EXTRACT PROVIDED –

○ ○ ○ ○

Aside from the direct $600 checks to most Americans, the COVID-19 portion of the bill revives a weekly pandemic jobless benefit boost – this time $300, through March 14 – as well as a popular Paycheck Protection Program of grants to businesses to keep workers on payrolls. It extends eviction protections, adding a new rental assistance fund.
The COVID-19 package draws and expands on an earlier effort from Washington.
It offers billions of dollars for vaccine purchases and distribution, for virus contact tracing, public health departments, schools, universities, farmers, food pantry programs and other institutions and groups facing hardship in the pandemic.
Americans earning up to $75,000 will qualify for the direct $600 payments, which are phased out at higher income levels, and there’s an additional $600 payment per dependent child.
Meantime the government funding portion of the bill keeps federal agencies nationwide running without dramatic changes until Sept. 30.
Trump’s decision to sign the bill in Florida, where he is spending the holidays, came as he faced escalating criticism from lawmakers on all sides over his demands. The bipartisan bill negotiated by Treasury Secretary Steven Mnuchin had already passed the House and Senate by wide margins. Lawmakers thought they had Trump’s blessing after months of negotiations with his administration.

○ ○ ○ ○

LISTED ENTRIES –
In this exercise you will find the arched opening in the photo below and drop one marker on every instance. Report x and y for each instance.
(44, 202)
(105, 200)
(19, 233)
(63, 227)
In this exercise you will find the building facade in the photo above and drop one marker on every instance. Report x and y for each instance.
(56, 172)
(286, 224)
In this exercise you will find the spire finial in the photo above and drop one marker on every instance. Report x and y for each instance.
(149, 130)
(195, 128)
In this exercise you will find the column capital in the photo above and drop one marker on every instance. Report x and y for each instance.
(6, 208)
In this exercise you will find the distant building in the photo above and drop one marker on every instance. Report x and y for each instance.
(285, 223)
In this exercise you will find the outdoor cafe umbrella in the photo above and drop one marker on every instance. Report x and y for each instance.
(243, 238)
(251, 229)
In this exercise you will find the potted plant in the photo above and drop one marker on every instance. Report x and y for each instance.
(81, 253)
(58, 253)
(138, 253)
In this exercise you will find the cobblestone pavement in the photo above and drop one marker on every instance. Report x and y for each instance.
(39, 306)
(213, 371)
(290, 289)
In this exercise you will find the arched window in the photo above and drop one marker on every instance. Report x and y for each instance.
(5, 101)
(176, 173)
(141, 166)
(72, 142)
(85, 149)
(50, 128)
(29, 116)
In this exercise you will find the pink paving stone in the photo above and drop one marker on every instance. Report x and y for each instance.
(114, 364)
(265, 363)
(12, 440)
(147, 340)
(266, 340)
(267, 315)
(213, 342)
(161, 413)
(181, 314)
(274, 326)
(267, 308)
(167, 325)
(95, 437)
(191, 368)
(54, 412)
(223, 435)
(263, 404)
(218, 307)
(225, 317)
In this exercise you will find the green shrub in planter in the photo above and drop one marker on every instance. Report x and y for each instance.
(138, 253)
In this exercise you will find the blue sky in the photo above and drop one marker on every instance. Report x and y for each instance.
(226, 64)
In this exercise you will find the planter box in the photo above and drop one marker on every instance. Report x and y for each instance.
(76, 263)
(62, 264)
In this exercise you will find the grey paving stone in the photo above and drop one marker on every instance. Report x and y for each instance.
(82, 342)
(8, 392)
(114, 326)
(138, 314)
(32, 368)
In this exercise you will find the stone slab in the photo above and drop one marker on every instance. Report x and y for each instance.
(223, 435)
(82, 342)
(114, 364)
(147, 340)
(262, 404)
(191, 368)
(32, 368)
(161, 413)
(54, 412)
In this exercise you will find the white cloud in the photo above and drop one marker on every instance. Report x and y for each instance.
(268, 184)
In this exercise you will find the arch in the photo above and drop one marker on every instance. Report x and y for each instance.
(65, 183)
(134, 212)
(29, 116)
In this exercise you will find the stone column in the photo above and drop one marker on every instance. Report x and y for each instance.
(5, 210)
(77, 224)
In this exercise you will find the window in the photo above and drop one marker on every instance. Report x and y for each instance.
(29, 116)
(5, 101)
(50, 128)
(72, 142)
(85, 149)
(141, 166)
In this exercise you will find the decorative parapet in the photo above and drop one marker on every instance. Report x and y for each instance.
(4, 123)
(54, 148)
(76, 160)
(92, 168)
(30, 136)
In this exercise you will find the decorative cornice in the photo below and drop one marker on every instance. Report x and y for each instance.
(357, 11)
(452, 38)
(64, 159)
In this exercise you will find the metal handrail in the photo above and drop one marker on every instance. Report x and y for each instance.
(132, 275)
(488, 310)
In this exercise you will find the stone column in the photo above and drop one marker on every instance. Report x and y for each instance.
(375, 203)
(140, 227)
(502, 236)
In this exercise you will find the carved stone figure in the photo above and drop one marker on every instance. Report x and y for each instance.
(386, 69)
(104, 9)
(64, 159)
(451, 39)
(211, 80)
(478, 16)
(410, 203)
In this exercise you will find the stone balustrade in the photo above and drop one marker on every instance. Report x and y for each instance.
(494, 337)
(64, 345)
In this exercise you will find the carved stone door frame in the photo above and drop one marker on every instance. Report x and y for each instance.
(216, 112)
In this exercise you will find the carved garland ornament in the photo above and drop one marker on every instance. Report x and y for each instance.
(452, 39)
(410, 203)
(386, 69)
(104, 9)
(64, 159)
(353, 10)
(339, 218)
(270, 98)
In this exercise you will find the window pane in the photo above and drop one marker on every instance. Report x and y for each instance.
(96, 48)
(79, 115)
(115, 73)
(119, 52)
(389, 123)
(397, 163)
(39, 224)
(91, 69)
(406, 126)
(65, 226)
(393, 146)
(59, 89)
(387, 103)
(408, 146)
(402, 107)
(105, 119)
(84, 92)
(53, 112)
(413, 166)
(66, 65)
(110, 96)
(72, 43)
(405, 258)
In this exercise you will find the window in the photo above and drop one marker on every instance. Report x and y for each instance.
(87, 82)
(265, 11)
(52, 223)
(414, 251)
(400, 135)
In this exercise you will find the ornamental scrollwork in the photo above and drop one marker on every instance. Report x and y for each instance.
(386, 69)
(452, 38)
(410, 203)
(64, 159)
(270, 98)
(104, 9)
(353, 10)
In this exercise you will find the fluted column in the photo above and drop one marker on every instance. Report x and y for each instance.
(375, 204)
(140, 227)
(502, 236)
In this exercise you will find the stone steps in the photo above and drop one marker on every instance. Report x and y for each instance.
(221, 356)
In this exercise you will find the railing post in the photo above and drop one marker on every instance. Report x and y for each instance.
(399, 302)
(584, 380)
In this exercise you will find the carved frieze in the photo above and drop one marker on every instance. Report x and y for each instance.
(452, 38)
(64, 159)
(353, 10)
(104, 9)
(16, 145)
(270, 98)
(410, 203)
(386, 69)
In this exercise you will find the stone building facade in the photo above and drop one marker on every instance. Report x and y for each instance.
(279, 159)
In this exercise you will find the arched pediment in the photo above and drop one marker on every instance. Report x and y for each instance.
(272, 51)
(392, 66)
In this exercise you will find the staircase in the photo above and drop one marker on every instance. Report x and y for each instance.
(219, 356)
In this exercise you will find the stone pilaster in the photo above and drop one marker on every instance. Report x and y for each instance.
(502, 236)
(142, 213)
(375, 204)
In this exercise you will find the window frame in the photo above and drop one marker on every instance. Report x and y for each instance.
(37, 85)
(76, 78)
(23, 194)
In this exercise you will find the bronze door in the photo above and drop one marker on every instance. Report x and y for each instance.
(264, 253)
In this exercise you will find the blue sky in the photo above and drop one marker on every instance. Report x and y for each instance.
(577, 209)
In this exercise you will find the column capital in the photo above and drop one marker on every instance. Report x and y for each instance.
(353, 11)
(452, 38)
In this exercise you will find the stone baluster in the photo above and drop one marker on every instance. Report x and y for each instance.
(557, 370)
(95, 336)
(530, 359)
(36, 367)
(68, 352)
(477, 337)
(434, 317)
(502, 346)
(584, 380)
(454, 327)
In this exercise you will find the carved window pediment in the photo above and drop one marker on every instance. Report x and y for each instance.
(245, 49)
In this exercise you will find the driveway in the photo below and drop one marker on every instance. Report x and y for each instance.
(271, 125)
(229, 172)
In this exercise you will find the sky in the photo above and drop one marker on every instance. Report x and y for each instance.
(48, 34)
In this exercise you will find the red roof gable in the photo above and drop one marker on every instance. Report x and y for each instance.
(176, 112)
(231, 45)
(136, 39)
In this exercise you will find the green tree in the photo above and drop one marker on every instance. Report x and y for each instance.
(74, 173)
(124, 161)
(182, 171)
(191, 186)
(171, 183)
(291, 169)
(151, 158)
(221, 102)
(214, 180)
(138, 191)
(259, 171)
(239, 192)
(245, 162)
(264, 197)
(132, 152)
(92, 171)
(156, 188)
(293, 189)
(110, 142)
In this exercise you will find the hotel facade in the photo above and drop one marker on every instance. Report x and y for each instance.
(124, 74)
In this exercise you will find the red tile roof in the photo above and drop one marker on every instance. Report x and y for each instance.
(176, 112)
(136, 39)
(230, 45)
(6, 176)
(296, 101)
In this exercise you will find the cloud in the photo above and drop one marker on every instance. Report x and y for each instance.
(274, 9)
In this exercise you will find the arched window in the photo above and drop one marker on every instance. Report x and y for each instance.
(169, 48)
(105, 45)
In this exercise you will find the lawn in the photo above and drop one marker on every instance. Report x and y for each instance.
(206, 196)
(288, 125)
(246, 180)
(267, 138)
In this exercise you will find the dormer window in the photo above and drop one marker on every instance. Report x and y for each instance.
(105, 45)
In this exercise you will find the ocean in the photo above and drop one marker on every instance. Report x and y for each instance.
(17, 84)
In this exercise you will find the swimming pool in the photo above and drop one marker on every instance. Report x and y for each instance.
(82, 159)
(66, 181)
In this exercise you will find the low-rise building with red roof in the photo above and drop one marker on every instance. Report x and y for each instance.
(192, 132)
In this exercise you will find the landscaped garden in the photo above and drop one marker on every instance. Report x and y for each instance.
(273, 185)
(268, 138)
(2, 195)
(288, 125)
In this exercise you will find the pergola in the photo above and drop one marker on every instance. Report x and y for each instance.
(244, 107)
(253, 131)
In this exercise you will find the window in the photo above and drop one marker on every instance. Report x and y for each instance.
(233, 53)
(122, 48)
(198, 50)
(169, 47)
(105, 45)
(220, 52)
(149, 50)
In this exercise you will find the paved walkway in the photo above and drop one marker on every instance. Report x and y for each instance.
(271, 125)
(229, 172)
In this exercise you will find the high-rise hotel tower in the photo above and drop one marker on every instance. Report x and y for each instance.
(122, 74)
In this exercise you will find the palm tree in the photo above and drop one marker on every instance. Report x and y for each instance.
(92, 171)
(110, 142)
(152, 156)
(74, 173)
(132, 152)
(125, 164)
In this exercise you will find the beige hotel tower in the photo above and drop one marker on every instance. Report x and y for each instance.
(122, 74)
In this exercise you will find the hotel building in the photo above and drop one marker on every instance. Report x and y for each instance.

○ ○ ○ ○

Copy out the portion of the COVID-19 relief bill text above that begins at the words "It offers billions" and stops after "per dependent child.", switching "farmers" to "growers".

WRITTEN ANSWER –
It offers billions of dollars for vaccine purchases and distribution, for virus contact tracing, public health departments, schools, universities, growers, food pantry programs and other institutions and groups facing hardship in the pandemic.
Americans earning up to $75,000 will qualify for the direct $600 payments, which are phased out at higher income levels, and there’s an additional $600 payment per dependent child.